*Texto dado*:
-=-=-=-=-
Reportagem: Rodrigo Cavalcante Edição: Karin Hueck

O Vaticano estava pressionado. Estadistas do mundo inteiro aguardavam com ansiedade a posição oficial da Igreja. Depois de quatro anos de hesitação, o papa finalmente tomou a decisão. No dia 21 de julho de 1773, em breves 45 parágrafos, Clemente 14 extinguiu da Igreja a Companhia de Jesus, a poderosa e temida ordem dos jesuítas. A expulsão foi fruto das pressões de diversos governantes incomodados com o poder que os jesuítas haviam acumulado em 200 anos de existência, quando se tornaram uma das maiores organizações religiosas do planeta. Os soldados de Cristo, como eram chamados, formaram a tropa de elite na defesa do Vaticano durante a Reforma Protestante, quando novas religiões cristãs como o luteranismo e o anglicanismo foram fundadas. Além disso, foram os jesuítas que propagaram a fé pelos rincões da terra, das montanhas do Tibete às florestas tropicais do Brasil. Seus mais de 700 centros de ensino educaram filósofos como René Descartes e, ao redor do pátio de seus colégios, nasceram grandes cidades, como São Paulo. Apesar de banida pelo papa, a Companhia de Jesus não apenas sobreviveu como, no mês passado, chegou ao mais alto cargo da Igreja com o jesuíta argentino Jorge Bergoglio como papa Francisco. Com seu jeitão simpático e fisionomia pacífica, é até difícil imaginar que a ordem da qual ele faz parte tenha sido moldada com disciplina militar por um soldado basco ferido por uma bala de canhão.

A fundação
Um militar basco, uma explosão. Em uma batalha contra tropas francesas na cidade de Pamplona, na Espanha, o soldado Iñigo López de Loyola (depois conhecido como Inácio) viu sua perna direita ser estraçalhada após ser atingida por uma bala de canhão em 1521. Nascido em 1491 no castelo de sua família na Província de Azpeitia, no País Basco, Loyola aspirava a uma vida de glória militar, dedicando-se a exercícios marciais, encontros amorosos e à leitura de livros de cavalaria – talvez o equivalente, hoje em dia, a um jovem fã de filmes de ação e de UFC. Entediado durante a recuperação e sem acesso a livros de cavalaria, não lhe restou alternativa a não ser passar a vista sobre algumas obras de devoção, como a Legenda Áurea, best-seller da época com relatos da vida dos santos. Em meio à leitura, Loyola percebeu que a vida dos santos e mártires era repleta de ação. “Aparentemente, Loyola identificou alguma coisa de invejável nas vidas heroicas dos santos, uma espécie de cavalaria espiritual, e seguiu o exemplo”, conta o historiador inglês Jonathan Wright, autor de Os Jesuítas.
-=-=-=-=-
*Tarefa proposta 1*: Conte quantas linhas das entradas abaixo contêm a palavra "strap" e informe somente esse número.
-=-=-=-=-
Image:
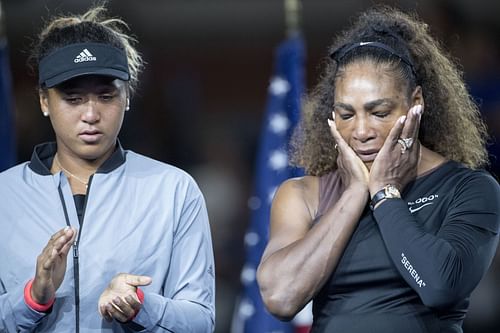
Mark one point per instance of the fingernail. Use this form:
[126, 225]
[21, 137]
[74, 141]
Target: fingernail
[418, 110]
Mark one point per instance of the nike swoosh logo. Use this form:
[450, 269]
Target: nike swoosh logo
[419, 208]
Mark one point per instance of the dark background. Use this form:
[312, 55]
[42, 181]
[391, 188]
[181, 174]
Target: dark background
[202, 95]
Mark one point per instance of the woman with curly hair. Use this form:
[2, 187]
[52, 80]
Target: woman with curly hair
[96, 238]
[395, 223]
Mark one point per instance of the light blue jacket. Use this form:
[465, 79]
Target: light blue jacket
[142, 217]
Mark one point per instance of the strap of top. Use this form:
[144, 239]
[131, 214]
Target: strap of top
[330, 190]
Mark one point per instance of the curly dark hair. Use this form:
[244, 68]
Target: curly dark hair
[451, 124]
[92, 26]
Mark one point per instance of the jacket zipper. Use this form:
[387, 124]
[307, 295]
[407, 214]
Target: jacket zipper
[76, 268]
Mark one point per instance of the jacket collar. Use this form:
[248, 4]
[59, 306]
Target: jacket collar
[43, 155]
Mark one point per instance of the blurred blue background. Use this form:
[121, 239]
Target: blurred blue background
[203, 93]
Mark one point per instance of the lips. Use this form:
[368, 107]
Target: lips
[367, 155]
[90, 136]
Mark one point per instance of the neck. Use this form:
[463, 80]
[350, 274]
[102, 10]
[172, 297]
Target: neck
[428, 160]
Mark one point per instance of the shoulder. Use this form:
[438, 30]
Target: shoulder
[13, 174]
[300, 191]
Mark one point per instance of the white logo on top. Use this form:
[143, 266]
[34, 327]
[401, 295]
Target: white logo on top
[85, 55]
[415, 206]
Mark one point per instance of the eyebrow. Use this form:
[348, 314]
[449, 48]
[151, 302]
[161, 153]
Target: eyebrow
[368, 106]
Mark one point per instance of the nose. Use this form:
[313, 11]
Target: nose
[362, 129]
[91, 113]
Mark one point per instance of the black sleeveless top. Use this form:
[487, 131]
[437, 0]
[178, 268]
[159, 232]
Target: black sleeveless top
[367, 291]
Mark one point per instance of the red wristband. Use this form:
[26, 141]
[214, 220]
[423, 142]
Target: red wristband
[34, 305]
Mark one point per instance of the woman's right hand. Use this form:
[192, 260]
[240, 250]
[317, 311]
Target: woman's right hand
[352, 170]
[51, 265]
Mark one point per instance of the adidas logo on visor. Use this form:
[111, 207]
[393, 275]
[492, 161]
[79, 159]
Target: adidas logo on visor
[85, 55]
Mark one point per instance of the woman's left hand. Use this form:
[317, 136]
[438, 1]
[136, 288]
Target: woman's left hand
[397, 160]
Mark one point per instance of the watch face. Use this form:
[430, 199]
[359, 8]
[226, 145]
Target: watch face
[392, 192]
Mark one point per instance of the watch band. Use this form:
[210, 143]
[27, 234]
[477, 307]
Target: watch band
[387, 192]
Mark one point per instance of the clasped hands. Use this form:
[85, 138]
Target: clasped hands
[395, 163]
[118, 301]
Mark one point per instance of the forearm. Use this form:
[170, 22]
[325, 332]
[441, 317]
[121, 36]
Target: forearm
[15, 314]
[441, 268]
[291, 276]
[160, 314]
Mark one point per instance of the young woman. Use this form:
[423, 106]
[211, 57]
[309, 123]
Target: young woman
[136, 230]
[396, 223]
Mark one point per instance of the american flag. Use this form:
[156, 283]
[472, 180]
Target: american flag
[7, 139]
[282, 114]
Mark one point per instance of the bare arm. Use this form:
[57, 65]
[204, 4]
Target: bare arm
[300, 257]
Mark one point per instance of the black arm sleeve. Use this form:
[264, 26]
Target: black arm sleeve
[444, 268]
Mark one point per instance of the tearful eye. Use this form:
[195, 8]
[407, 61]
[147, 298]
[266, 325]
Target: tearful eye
[345, 116]
[73, 100]
[107, 97]
[381, 114]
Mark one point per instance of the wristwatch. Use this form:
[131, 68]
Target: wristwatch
[387, 192]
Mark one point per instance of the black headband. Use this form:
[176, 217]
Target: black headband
[82, 59]
[339, 53]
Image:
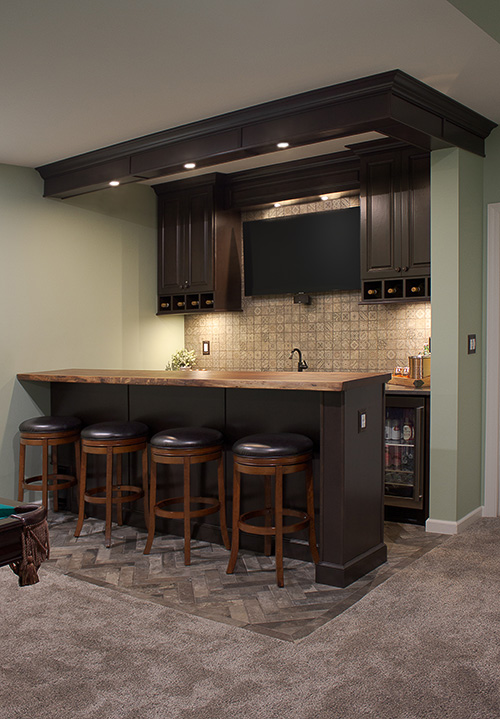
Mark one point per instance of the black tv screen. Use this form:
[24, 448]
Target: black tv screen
[316, 252]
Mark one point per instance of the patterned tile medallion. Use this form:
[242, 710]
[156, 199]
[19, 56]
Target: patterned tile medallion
[249, 598]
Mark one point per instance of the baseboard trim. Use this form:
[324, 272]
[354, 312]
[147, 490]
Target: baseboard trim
[443, 526]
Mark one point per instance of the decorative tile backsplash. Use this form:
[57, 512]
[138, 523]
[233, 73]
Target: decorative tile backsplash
[334, 332]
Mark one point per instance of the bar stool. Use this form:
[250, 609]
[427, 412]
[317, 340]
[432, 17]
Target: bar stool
[187, 446]
[113, 439]
[48, 432]
[272, 455]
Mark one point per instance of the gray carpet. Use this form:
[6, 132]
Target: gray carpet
[426, 643]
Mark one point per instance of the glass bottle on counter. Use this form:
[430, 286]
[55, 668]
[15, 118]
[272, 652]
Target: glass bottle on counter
[408, 430]
[396, 430]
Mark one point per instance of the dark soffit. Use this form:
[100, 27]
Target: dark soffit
[392, 103]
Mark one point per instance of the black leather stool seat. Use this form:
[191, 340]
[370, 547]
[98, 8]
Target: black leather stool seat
[273, 457]
[48, 433]
[50, 424]
[282, 444]
[113, 439]
[187, 446]
[186, 438]
[115, 430]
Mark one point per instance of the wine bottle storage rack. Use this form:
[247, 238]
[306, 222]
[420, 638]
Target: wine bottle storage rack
[396, 290]
[186, 304]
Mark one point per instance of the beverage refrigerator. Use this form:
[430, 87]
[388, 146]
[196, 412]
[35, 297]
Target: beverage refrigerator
[406, 463]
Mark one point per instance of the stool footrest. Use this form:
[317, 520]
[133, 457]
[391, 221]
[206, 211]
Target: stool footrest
[133, 493]
[271, 531]
[212, 502]
[55, 482]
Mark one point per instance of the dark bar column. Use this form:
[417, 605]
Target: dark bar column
[352, 519]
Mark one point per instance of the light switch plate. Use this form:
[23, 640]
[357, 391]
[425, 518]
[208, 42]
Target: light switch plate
[361, 420]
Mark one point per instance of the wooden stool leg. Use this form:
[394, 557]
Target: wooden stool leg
[76, 446]
[236, 518]
[268, 503]
[45, 473]
[119, 506]
[109, 495]
[278, 510]
[310, 511]
[187, 512]
[222, 500]
[54, 471]
[152, 516]
[145, 485]
[22, 463]
[81, 494]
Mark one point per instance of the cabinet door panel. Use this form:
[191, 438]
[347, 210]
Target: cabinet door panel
[418, 220]
[199, 246]
[380, 217]
[170, 246]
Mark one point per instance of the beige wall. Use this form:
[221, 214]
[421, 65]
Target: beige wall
[77, 289]
[334, 332]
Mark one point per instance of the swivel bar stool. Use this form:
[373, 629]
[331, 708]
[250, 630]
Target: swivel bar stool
[48, 432]
[272, 455]
[187, 446]
[113, 439]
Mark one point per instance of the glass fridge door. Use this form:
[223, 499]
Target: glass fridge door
[403, 456]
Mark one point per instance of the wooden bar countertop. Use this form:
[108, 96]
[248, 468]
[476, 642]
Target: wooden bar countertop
[316, 381]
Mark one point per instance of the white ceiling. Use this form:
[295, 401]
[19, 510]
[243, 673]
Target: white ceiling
[76, 75]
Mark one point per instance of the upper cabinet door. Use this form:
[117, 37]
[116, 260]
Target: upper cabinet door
[380, 215]
[395, 214]
[199, 246]
[416, 213]
[171, 255]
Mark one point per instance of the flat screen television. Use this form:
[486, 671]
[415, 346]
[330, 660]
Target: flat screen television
[316, 252]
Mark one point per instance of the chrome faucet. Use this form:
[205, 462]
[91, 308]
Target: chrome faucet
[302, 363]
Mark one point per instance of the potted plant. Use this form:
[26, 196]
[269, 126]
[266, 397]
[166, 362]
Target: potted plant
[182, 359]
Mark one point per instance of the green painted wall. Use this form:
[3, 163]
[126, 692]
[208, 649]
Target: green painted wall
[77, 289]
[456, 401]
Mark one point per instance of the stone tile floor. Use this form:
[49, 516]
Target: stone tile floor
[249, 598]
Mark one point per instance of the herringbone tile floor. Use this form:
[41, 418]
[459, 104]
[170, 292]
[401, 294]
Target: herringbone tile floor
[249, 598]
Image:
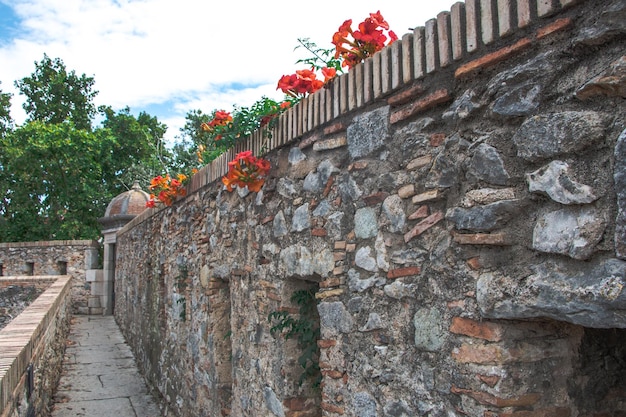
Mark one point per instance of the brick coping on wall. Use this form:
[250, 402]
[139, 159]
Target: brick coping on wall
[473, 35]
[20, 338]
[49, 243]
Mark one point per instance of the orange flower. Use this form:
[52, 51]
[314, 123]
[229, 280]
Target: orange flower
[329, 73]
[366, 41]
[246, 170]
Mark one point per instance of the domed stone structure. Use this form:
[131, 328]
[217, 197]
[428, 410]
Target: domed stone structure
[124, 208]
[120, 211]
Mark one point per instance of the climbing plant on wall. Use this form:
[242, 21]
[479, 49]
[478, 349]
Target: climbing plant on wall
[304, 328]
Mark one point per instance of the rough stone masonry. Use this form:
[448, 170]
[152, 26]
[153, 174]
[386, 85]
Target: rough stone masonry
[462, 219]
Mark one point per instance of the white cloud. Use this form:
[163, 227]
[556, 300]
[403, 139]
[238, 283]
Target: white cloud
[144, 52]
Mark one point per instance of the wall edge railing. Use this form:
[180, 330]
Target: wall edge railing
[20, 338]
[449, 41]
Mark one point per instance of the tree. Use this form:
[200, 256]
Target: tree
[136, 152]
[54, 95]
[52, 186]
[5, 112]
[57, 172]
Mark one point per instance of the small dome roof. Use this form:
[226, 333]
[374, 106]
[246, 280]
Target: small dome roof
[128, 203]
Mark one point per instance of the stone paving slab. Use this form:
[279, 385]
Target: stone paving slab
[100, 376]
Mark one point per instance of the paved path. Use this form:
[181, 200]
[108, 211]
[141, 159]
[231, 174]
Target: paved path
[100, 377]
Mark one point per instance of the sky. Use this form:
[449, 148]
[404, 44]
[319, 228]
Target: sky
[169, 57]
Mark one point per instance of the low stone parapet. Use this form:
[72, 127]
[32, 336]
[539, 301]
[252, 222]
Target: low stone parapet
[31, 350]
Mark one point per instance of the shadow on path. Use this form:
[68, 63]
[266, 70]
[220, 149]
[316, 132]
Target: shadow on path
[100, 377]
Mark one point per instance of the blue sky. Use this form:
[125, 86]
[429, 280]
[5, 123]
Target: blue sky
[169, 57]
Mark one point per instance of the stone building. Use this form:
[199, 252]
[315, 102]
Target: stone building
[457, 207]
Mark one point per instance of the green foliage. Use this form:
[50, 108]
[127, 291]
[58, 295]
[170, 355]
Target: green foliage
[58, 173]
[320, 57]
[54, 95]
[136, 152]
[305, 330]
[5, 115]
[246, 120]
[51, 182]
[181, 286]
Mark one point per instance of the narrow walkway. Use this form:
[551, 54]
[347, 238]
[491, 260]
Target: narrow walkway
[100, 376]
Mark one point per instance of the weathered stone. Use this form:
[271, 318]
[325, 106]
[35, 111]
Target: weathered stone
[497, 239]
[366, 223]
[356, 284]
[364, 405]
[408, 256]
[322, 209]
[272, 402]
[612, 83]
[419, 162]
[348, 188]
[326, 168]
[364, 259]
[287, 188]
[587, 294]
[610, 24]
[407, 191]
[619, 176]
[312, 183]
[397, 409]
[518, 101]
[426, 196]
[487, 165]
[331, 143]
[298, 262]
[381, 253]
[334, 318]
[420, 213]
[424, 225]
[430, 334]
[301, 219]
[393, 211]
[554, 180]
[483, 218]
[399, 290]
[572, 231]
[538, 69]
[374, 322]
[549, 135]
[462, 107]
[444, 172]
[280, 225]
[296, 156]
[334, 225]
[204, 276]
[368, 132]
[487, 196]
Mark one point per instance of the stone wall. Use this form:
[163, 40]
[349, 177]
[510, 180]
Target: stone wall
[31, 350]
[57, 257]
[458, 205]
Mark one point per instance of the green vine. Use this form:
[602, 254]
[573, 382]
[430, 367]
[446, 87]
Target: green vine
[181, 285]
[305, 330]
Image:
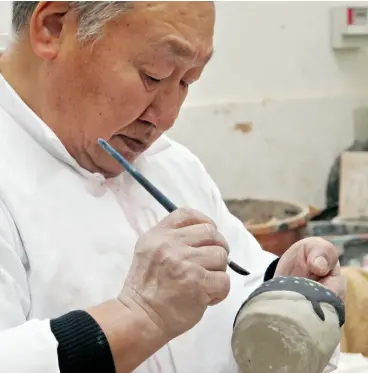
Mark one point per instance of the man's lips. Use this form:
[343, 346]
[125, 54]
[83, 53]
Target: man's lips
[135, 145]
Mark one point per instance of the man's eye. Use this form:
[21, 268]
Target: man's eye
[151, 79]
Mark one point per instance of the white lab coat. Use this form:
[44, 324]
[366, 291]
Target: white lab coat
[67, 239]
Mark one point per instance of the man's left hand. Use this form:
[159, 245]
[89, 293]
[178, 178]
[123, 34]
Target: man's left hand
[316, 259]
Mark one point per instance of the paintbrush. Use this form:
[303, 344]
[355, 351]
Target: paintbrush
[155, 193]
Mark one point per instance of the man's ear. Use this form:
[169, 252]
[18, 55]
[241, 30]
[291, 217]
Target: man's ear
[46, 26]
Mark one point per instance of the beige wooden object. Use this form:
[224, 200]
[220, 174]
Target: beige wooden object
[353, 196]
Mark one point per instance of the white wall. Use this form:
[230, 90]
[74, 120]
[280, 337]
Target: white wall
[274, 73]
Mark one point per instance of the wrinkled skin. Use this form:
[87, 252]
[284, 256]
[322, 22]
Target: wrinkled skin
[132, 81]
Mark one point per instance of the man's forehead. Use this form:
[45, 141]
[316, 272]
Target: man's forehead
[181, 48]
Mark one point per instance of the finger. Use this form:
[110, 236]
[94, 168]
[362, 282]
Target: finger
[217, 286]
[201, 235]
[337, 284]
[184, 217]
[212, 258]
[322, 256]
-=-=-=-=-
*Tarefa proposta 2*: Prossiga o texto sobre a história dos jesuítas, mais acima, começando logo após a última frase apresentada.

*Resposta do exercício 1*: 2

*Resposta do exercício 2*:
Decidido a empregar sua energia à causa de Cristo, o guerreiro basco de 26 anos largou tudo para se submeter a orações e penitências. Pragmático, Loyola buscou a melhor formação universitária para enfrentar os debates teológicos da época, inflamados desde que o sacerdote Martinho Lutero decidira desafiar Roma fixando 17 teses na porta da igreja em Wittenberg (algo que pode parecer banal nestes tempos de protestos públicos via Facebook, mas que na época foi revolucionário). Depois de estudar em Salamanca e Barcelona, Loyola decidiu ir até Paris, o mais fervilhante centro universitário do mundo cristão. Jovem, cabeludo, com posições independentes e vida errante, foi várias vezes perseguido por autoridades eclesiásticas desconfiadas de sua linha espiritual. “Como muitos dos reformadores, ele era asceta e puritano e, durante algum tempo, viveu como eremita, deixando crescer o cabelo e unhas, e sem comer carne”, diz o historiador inglês Paul Johnson, autor do livro História do Cristianismo. “Contudo, virou pelo avesso o processo da Reforma ao acreditar no princípio da obediência absoluta à Igreja”. Ou seja: em vez de ingressar no grupo dos rebeldes que desafiavam o Vaticano, Loyola formou sua própria milícia cristã para a defesa e a propagação da fé. Em agosto de 1534, ele e mais seis companheiros de oração se reuniram em um retiro para prestar votos de pobreza, celibato, imitar a vida de Cristo e converter infiéis em Jerusalém e nas regiões que estavam sob o domínio dos turcos otomanos. Assim nasceu a Companhia de Jesus.

A conquista do mundoO grupo não perdeu tempo e partiu para Veneza, conexão obrigatória de quem queria partir para o Oriente. Naquele tempo, as coisas já estavam militarmente complicadas por lá. Após meses tentando embarcar sem sucesso – nenhum barco topou sair -, mudaram de planos e decidiram ir a Roma para se colocar à disposição do papa para qualquer missão, por mais espinhosa que fosse. Apesar de alguns círculos no Vaticano não verem com bons olhos os inovadores métodos espirituais do grupo, a Igreja Católica não podia se dar o luxo de dispensar a energia de missionários dispostos a qualquer sacrifício pela fé. Depois de conquistar o apoio de alguns cardeais, a proposta da nova ordem foi aprovada pelo papa Paulo 3º em 27 de dezembro de 1540.

Se a missão era propagar a fé pelo mundo, nada melhor do que pegar carona nas naus portuguesas e espanholas em destino às terras recém-descobertas. Nove anos depois do reconhecimento da ordem, os jesuítas chegaram ao Brasil na armada de Tomé de Souza, e logo ergueram um colégio em Salvador, no momento em que a criação de centros de ensino foi incorporada como missão da ordem. “Não era a ideia inicial da Companhia, ao menos de Inácio de Loyola, investir no ensino”, diz o historiador português Jorge Couto. “Mas a pressão das elites católicas italianas, espanholas e francesas o convenceu a se dedicar à educação”.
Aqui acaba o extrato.